**Extracted data:**
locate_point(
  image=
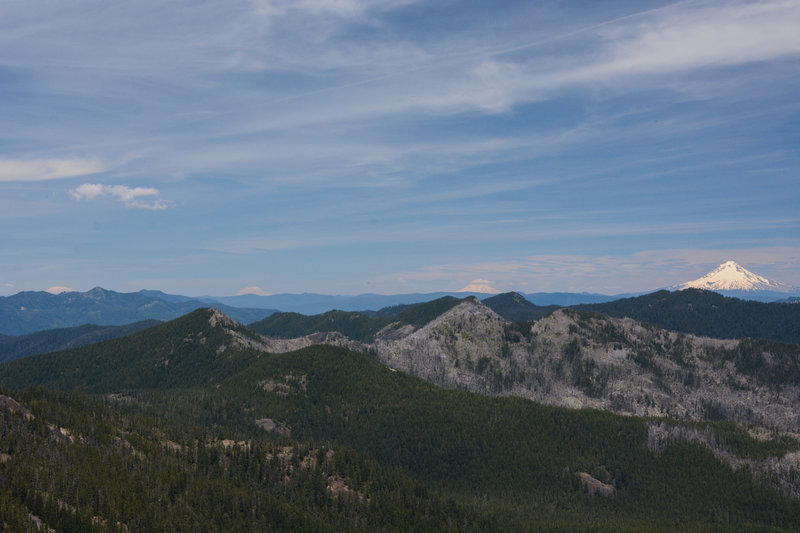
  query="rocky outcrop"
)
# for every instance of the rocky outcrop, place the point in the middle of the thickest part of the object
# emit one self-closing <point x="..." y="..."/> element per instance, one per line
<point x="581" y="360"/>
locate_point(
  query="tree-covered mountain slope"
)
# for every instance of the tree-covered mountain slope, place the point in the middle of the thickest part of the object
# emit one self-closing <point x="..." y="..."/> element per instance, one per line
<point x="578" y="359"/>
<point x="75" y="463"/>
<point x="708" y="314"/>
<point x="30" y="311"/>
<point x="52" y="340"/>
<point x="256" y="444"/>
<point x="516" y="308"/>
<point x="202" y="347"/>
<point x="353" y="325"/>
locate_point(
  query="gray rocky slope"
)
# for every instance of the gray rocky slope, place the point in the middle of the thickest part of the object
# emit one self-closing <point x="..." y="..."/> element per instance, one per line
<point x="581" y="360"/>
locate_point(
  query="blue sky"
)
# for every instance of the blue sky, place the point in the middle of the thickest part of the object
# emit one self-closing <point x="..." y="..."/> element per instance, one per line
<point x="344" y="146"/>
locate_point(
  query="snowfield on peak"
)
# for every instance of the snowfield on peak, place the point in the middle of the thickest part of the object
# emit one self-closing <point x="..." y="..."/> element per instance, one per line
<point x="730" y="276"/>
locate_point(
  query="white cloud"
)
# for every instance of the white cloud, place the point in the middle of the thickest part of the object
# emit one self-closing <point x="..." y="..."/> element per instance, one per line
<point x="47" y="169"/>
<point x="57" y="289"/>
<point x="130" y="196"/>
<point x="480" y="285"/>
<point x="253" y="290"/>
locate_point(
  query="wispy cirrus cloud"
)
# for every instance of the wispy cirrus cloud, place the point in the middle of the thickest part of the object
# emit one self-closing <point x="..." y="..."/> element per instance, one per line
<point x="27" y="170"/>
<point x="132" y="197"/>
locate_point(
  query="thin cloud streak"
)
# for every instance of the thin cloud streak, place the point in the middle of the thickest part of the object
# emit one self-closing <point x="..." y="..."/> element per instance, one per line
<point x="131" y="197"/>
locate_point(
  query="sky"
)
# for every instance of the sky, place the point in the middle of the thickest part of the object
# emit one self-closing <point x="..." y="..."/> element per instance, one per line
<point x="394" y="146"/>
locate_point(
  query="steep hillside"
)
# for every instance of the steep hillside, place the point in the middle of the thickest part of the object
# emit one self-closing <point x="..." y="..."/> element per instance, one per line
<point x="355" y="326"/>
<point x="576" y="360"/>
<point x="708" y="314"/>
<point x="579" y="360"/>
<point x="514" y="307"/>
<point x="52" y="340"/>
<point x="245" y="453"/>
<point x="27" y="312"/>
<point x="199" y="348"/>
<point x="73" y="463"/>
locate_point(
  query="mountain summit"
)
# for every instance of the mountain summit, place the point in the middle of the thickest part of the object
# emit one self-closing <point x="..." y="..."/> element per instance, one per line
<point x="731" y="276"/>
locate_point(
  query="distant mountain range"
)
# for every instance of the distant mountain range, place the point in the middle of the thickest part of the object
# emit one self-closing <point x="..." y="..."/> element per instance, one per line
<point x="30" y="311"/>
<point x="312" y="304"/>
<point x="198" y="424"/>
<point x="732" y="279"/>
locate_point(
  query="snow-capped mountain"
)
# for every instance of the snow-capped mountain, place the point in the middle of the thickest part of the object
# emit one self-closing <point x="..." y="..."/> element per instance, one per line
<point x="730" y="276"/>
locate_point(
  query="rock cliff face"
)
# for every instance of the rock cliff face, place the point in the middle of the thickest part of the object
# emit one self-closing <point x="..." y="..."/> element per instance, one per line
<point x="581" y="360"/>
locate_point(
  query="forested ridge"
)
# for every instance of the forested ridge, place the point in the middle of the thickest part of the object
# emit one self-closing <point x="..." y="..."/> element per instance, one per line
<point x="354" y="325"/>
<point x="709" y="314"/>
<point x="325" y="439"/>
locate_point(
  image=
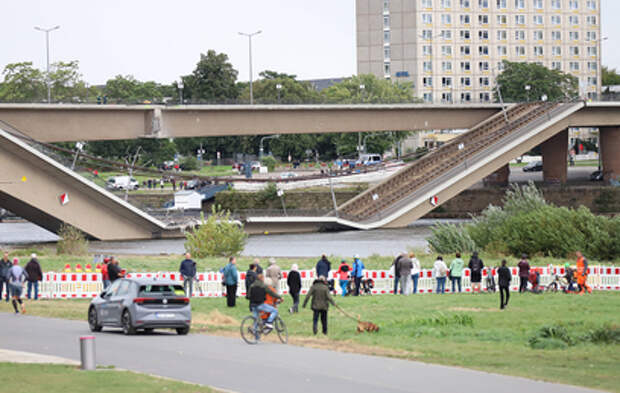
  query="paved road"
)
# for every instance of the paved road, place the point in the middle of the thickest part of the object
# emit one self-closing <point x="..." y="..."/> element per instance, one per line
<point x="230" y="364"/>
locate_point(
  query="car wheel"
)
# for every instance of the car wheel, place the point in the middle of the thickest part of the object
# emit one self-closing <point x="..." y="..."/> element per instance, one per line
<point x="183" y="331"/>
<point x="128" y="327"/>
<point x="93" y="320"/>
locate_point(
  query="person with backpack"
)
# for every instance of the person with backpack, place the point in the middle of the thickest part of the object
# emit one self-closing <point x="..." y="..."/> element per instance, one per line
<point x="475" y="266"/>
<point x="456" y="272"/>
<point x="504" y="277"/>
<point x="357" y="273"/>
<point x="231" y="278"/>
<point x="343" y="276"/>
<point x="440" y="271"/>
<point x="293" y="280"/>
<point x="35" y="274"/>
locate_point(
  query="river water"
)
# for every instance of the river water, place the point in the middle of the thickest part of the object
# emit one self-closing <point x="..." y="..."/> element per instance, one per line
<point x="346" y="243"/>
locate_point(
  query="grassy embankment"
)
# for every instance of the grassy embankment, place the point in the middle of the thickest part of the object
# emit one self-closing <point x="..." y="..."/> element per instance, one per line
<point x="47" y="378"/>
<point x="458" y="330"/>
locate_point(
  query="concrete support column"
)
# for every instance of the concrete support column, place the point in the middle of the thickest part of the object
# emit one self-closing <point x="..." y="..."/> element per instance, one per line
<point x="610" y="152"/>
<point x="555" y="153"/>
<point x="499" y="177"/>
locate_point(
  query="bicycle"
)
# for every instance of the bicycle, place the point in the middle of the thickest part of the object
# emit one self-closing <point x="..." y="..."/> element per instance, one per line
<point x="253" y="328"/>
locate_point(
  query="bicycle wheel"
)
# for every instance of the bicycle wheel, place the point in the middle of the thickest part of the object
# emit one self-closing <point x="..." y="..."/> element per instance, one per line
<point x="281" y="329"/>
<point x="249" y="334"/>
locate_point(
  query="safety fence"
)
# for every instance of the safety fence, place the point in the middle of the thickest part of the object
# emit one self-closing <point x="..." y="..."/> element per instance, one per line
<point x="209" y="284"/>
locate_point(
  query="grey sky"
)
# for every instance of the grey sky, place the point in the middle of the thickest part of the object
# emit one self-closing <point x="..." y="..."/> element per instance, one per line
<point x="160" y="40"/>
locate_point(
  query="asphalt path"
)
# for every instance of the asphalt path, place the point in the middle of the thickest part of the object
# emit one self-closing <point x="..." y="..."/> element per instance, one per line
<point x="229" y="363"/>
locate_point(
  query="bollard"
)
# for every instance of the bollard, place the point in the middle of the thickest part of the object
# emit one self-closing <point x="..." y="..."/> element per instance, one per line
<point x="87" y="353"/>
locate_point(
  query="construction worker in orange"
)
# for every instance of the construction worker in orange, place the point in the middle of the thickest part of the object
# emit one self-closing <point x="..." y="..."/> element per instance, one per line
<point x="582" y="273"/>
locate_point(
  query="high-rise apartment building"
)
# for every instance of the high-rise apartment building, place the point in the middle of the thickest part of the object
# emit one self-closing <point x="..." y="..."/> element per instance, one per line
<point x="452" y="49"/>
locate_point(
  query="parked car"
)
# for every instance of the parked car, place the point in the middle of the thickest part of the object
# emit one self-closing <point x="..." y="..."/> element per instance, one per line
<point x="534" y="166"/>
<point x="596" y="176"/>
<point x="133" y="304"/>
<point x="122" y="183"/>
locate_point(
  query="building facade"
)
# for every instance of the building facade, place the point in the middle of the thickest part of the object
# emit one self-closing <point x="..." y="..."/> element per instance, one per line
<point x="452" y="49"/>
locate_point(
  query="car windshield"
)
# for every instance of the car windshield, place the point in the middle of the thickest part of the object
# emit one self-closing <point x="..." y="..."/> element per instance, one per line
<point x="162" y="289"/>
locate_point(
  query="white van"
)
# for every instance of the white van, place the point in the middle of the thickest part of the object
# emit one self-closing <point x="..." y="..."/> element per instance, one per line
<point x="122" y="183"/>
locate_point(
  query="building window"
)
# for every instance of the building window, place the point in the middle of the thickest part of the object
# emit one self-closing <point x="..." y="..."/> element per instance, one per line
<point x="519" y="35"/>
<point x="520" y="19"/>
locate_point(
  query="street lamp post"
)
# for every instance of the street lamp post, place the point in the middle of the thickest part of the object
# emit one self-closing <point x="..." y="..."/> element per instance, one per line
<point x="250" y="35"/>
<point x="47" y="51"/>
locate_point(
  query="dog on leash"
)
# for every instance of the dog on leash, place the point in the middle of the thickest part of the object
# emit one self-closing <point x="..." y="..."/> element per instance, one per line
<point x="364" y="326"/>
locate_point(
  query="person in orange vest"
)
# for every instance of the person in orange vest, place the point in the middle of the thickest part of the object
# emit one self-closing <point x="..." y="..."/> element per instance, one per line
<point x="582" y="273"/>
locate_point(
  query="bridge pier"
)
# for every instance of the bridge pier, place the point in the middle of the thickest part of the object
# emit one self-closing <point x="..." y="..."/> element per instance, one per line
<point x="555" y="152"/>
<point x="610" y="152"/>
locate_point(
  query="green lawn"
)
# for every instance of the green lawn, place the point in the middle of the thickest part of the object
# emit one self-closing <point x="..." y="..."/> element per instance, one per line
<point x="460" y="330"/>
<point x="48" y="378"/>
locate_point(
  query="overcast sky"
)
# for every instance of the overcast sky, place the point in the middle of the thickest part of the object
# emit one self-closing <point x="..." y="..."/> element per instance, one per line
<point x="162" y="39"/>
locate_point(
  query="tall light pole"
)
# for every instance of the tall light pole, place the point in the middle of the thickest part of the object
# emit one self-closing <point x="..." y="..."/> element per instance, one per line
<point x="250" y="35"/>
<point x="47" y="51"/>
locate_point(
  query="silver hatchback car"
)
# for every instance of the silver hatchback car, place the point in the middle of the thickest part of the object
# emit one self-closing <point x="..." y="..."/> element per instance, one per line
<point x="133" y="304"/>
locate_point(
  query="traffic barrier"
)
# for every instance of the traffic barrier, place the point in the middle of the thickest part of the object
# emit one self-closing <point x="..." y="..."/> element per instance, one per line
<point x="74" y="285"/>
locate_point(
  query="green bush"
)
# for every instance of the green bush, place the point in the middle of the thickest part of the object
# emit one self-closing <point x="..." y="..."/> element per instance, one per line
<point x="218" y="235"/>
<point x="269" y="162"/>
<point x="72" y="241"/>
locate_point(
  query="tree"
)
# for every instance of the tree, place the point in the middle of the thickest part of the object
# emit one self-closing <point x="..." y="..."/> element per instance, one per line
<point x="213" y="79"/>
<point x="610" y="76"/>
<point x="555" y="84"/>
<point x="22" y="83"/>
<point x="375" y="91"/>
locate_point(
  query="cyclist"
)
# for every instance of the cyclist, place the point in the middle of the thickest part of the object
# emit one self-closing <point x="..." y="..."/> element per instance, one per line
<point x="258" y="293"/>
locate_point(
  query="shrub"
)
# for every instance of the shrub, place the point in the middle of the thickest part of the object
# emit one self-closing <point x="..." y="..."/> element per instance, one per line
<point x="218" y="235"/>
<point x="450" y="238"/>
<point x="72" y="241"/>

* * *

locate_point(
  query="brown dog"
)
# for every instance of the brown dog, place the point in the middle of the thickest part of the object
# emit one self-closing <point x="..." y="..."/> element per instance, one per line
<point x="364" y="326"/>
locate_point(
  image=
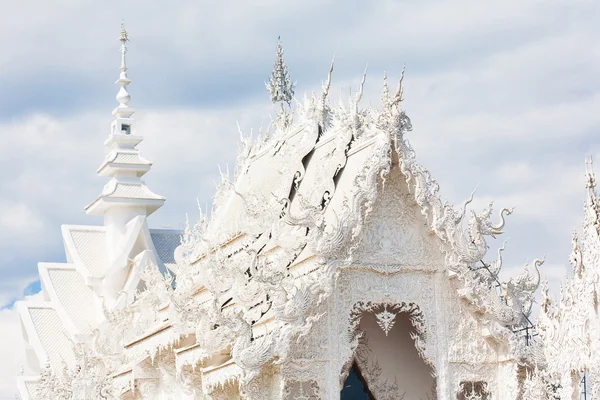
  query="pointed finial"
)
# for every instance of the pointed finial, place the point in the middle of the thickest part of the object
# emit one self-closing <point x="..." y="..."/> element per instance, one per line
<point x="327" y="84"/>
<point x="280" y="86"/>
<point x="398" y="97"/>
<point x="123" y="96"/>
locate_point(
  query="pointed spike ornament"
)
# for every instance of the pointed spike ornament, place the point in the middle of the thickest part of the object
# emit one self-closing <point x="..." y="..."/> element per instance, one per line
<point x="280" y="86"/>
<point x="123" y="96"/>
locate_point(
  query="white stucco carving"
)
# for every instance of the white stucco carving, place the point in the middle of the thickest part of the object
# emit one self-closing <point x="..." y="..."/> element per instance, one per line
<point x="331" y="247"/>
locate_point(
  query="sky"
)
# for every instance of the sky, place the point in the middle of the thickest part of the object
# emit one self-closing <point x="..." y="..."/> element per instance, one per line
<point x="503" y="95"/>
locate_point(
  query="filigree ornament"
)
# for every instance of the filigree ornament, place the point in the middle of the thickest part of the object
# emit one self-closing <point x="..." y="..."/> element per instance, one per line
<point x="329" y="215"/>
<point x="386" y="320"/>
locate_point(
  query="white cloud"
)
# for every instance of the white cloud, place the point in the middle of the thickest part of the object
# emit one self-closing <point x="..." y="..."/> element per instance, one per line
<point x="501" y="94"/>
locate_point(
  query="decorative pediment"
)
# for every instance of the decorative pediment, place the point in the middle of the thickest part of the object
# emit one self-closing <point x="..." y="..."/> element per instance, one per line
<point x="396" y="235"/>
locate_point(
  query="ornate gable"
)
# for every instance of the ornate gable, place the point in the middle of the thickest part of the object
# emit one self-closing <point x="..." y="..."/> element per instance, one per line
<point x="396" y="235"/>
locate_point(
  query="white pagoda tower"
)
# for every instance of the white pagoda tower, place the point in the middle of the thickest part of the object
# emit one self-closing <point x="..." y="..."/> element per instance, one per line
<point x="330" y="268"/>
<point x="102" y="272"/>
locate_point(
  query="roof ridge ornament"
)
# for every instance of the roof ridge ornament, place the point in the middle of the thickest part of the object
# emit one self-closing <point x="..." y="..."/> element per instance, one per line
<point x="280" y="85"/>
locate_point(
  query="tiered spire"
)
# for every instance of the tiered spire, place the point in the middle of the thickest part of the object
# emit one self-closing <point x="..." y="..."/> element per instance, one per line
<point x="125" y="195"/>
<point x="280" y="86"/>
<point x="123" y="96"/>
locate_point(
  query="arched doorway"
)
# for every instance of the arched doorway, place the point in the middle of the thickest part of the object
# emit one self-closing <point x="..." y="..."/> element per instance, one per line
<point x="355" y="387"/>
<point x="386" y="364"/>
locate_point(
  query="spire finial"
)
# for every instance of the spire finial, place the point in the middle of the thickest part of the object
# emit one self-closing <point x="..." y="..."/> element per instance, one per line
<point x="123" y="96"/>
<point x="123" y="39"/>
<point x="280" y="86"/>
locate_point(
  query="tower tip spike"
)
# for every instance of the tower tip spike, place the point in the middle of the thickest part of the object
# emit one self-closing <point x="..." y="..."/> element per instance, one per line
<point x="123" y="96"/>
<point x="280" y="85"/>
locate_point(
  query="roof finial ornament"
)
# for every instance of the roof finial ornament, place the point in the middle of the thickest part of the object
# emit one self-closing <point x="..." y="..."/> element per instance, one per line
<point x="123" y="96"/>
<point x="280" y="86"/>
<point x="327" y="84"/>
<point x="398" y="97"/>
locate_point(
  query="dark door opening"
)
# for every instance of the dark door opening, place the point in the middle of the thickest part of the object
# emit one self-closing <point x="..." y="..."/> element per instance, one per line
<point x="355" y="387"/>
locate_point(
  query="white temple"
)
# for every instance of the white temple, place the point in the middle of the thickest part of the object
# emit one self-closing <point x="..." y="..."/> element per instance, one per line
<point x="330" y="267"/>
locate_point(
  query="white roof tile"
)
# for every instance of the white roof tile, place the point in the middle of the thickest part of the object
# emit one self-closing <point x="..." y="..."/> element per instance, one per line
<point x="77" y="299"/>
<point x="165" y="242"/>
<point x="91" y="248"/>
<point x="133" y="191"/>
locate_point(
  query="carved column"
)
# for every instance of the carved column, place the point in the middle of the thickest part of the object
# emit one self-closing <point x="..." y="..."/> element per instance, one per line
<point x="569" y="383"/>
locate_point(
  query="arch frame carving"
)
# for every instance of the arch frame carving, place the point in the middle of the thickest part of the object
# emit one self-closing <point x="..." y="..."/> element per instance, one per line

**Set task:**
Gather every line of the listing above that contains the string "distant". Matching is case-sensitive.

**Reply to the exercise:**
  query="distant mountain range"
# for every instance of the distant mountain range, place the point in the middle of the thickest part of the object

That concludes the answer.